--- START GIVEN TEXT ---

The panel featured local leaders from different sectors talking about their continuous journey to betterment in the space of race, operating in solidarity with Black and Brown people, and how you can become active in your community.

The panelists include Jonathan Brostoff of the Wisconsin State Assembly, Stephanie Roades of SURJ MKE, Kirsten Helgeson of Just a Girl Inc., Dr. Stephanie Baran, an instructor of sociology, and Kyle Pfister of Ninjas for Health. The conversation was moderated by Renee Scampini, a PhD candidate at the UWM Urban Studies Program.

Panelists at Solidarity in Action

For some, having an in-depth conversation about race, acknowledging one’s inherent privilege and using it to dismantle white supremacy can be tough and awkward. However, it’s vital to step past the uncomfortable.

There was one question moderator Scampini asked that stood out to me: “What mistakes did you make and how did you learn from them?” Dr. Stephanie Baran said throughout her experience, a big hurdle was navigating and understanding her role in the movement.

“There’s a time where listening and reading is key,” said Baran. “That is something that I have learned over time. At the beginning of my learning, I would respond and I would try to be there as a voice. Now its, ‘Okay I see this as a problem, I see that people are on it. What do you need me to do?'”

--- END GIVEN TEXT ---

• _CHALLENGE 1_
In the account of the Solidarity in Action panel, who moderated the conversation?
• _CHALLENGE 2_
Copy out the part of the Solidarity in Action panel account from "The panel featured" to "Urban Studies Program.".
• _CHALLENGE 3_
Write what comes next in the account of the Solidarity in Action panel, picking up after its final sentence.

--- START DATA EXCERPT ---

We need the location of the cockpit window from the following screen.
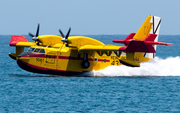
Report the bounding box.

--- END DATA EXCERPT ---

• _EXERCISE ANSWER 1_
Renee Scampini, a PhD candidate at the UWM Urban Studies Program.

• _EXERCISE ANSWER 2_
The panel featured local leaders from different sectors talking about their continuous journey to betterment in the space of race, operating in solidarity with Black and Brown people, and how you can become active in your community.

The panelists include Jonathan Brostoff of the Wisconsin State Assembly, Stephanie Roades of SURJ MKE, Kirsten Helgeson of Just a Girl Inc., Dr. Stephanie Baran, an instructor of sociology, and Kyle Pfister of Ninjas for Health. The conversation was moderated by Renee Scampini, a PhD candidate at the UWM Urban Studies Program.

• _EXERCISE ANSWER 3_
Kyle Pfister adds that mistakes are unavoidable and it’s important to recognize mistakes and use them as lessons.

“The only thing I know for sure is that I am usually going to make mistakes and create harm because of the lens of whiteness that I see the world through,” said Pfister. “I learned to focus on how I react to when I am wrong or creating harm and try to de-center myself.”

Kirsten Helgeson said she learned how to motivate change with herself and her community by looking at it from a head, heart and hand perspective.

“The head piece is how you mentally build the rationale that can connect with people on moving things forward,” said Helgeson. “The heart is around emotionally connecting to people in a way that resonates with experience or situation deep within their heart to motivate them. It’s also about hands, teaching people how to use the information in their head and in their heart and transform that in community action in meaningful ways.”